**What this exercise asks**
1. Reproduce a passage from the Krause-Traudes biography word for word, starting at the words "Krause-Traudes then returned" and stopping after "Forces Operations Command.".
2. According to the Krause-Traudes biography, to what rank was he promoted effective 1 May 2012?

**Excerpt to read**
- - - -

After one year in Bonn, Krause-Traudes returned aboard the destroyer ROMMEL (D 187) in 1994 where he initially served as executive officer and subsequently, from September 1995 to September 1997, as commanding officer. He was then once again transferred to Bonn and assigned to the German Chancellery as assistant chief of branch for military aspects of security policy under both the Kohl and Schröder administrations. From August 1999, he worked at the Chancellery’s new headquarters in Berlin. This assignment ended in April 2000.

For his next tour of duty, he embarked aboard various flagships for STANAVFORLANT, serving as Chief of Staff under the command of an American and a Portuguese admiral until June 2001.

In July 2001, he assumed a position as assistant chief of branch with the Joint Support Service Staff (Central Affairs branch) and liaison officer for the Chief of Staff of the German Joint Support Service in Berlin. In March 2003, he was assigned to the Bundeswehr Command and Staff College as a lecturer with the Department of Navy Doctrine where his responsibilities included the conceptual design and further development of curricular contents taught to the Bundeswehr maritime forces. During this tour, he was promoted to the rank of Kapitän zur See in September 2003. In November 2005, Krause-Traudes was assigned to the newly established Response Forces Operations Command in Ulm, Germany. In his function as assistant chief of staff of the Training and Exercise division, he served under the command of Lieutenant General Jan Oerding until May 2008. As part of this assignment, he was in charge of designing and conducting "European Endeavour" (EE) – a series of joint military exercises with German and multinational participants.

Krause-Traudes then returned to the Federal Ministry of Defence in Bonn for another tour of duty from 2008 to 2012 to become chief of branch for Concepts and International Cooperation with the Naval Staff, followed by a position as chief of branch for Future Development, Maritime and Joint Support with the Ministry’s Directorate-General for Planning until 2012.

===Flag officer assignments===
At the end of April 2012, Krause-Traudes reported as Deputy Chief of Staff Operations to the Response Forces Operations Command in Ulm, Germany. He was promoted to Flottillenadmiral effective as of 1 May 2012. From July to December 2012, Krause-Traudes was the designated Force Commander of the EU Battlegroup. From summer 2013 until Oktober 2016 he took office as Deputy Chief of Staff Support to the Response Forces Operations Command.
Upon returning to the Navy in July 2017, he worked for the Director Operations of the Maritime Command in Rostock until December 2019. He retired with the beginning of the year 2020.

===Honours and awards===
- Bundeswehr Cross of Honour in Gold
- NATO Medal for Contribution in Monitoring the Embargo against Former Yugoslavia
- German Armed Forces Badge for Military Proficiency in Gold
- United Nations Medal for Contribution to the United Nations Special Commission (UNSCOM)

==Personal life==
Krause-Traudes is married and has four grown children.

- - - -

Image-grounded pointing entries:
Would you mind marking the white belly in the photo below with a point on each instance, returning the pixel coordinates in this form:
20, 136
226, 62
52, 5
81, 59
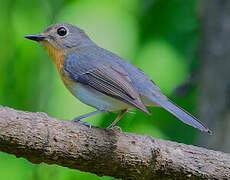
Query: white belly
96, 99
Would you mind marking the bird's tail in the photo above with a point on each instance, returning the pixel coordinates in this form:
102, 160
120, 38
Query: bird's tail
179, 112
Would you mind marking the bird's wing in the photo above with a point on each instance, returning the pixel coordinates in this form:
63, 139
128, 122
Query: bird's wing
108, 78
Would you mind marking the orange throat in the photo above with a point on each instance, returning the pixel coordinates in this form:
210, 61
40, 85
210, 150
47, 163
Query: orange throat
56, 54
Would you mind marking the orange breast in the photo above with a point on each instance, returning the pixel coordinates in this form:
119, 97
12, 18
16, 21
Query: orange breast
58, 57
56, 54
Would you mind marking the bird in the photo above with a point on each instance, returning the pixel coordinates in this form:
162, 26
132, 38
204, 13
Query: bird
102, 79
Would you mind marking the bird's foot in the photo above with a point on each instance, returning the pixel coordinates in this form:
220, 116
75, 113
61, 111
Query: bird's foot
115, 128
78, 120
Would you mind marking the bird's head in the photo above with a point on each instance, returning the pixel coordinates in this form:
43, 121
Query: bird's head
61, 37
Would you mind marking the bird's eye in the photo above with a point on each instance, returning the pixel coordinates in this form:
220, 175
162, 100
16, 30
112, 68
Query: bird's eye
61, 31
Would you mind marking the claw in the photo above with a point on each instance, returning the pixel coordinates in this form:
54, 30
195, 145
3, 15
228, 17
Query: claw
116, 128
77, 120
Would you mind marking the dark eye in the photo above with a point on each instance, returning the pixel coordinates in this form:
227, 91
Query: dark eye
61, 31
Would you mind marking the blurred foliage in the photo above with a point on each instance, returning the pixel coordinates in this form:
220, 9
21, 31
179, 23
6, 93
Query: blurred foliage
161, 37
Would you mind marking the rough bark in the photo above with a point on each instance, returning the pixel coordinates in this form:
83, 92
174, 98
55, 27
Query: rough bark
215, 73
40, 138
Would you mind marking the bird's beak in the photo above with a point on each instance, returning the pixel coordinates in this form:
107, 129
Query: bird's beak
36, 37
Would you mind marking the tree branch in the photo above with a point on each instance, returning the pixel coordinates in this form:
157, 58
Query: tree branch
40, 138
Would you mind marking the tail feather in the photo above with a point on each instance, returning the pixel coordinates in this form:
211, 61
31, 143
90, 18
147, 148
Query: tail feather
180, 113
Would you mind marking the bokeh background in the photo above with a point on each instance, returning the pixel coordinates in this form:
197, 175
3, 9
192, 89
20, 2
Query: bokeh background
182, 45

- - - -

**Solutions to each task**
1.
Krause-Traudes then returned to the Federal Ministry of Defence in Bonn for another tour of duty from 2008 to 2012 to become chief of branch for Concepts and International Cooperation with the Naval Staff, followed by a position as chief of branch for Future Development, Maritime and Joint Support with the Ministry’s Directorate-General for Planning until 2012.

===Flag officer assignments===
At the end of April 2012, Krause-Traudes reported as Deputy Chief of Staff Operations to the Response Forces Operations Command in Ulm, Germany. He was promoted to Flottillenadmiral effective as of 1 May 2012. From July to December 2012, Krause-Traudes was the designated Force Commander of the EU Battlegroup. From summer 2013 until Oktober 2016 he took office as Deputy Chief of Staff Support to the Response Forces Operations Command.

2. Flottillenadmiral